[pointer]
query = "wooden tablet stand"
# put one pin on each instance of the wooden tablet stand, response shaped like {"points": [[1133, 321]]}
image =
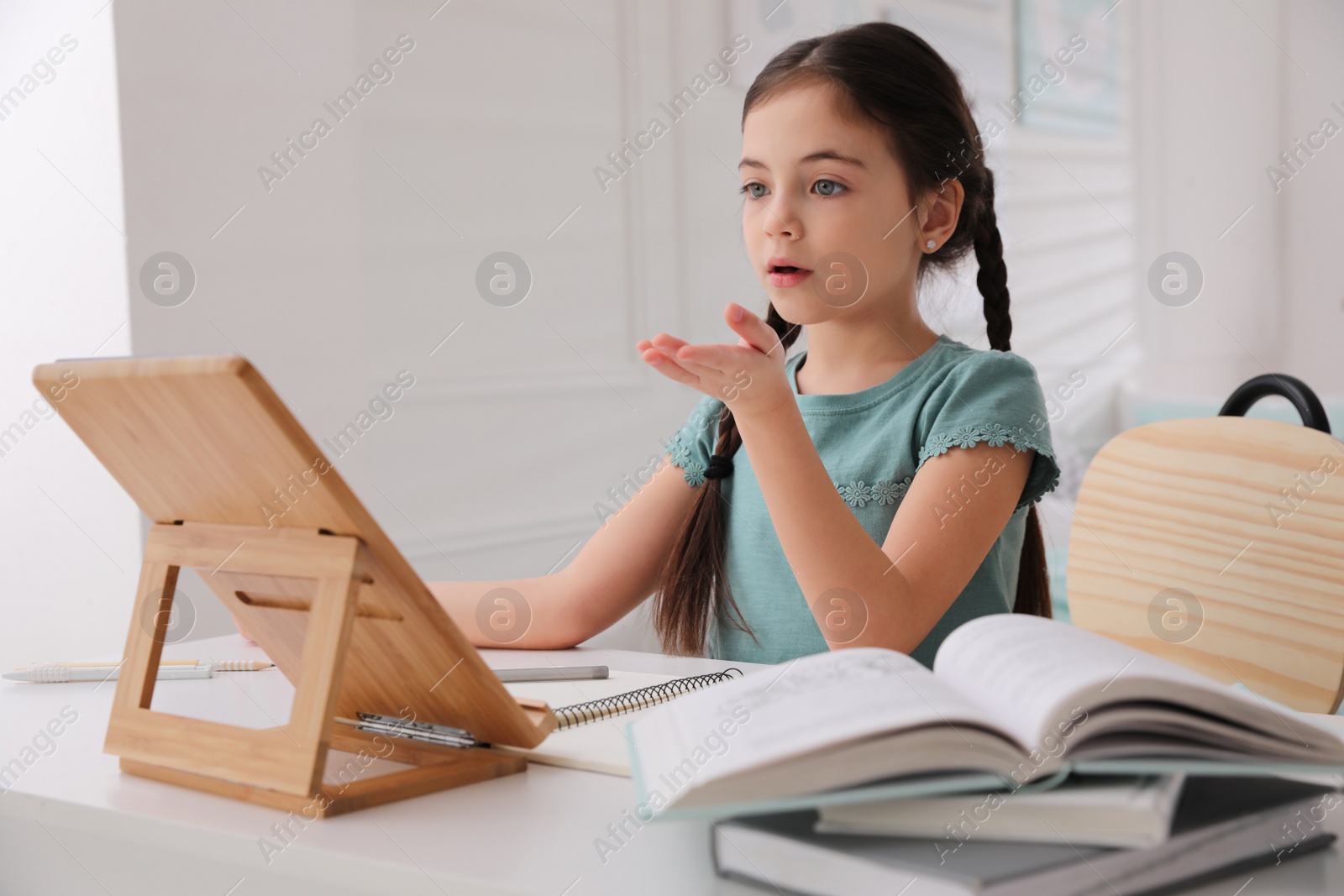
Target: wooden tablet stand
{"points": [[280, 766], [197, 441]]}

* * * * *

(WHAT TO WORK ON) Lay out the listing above as a Markdown table with the columns "No." and "Text". Number each non-blank line in order, drop the blank lines, and leave the picture out.

(THE COMPLETED TASK)
| No. | Text |
|---|---|
| 1 | [pointer] |
| 2 | query = "wooden tablet stand" |
| 3 | # put one pin on each instance of the wooden tablet stand, response shaped like {"points": [[1133, 321]]} |
| 4 | image = |
| 5 | Target: wooden tablet stand |
| 6 | {"points": [[280, 766], [197, 441]]} |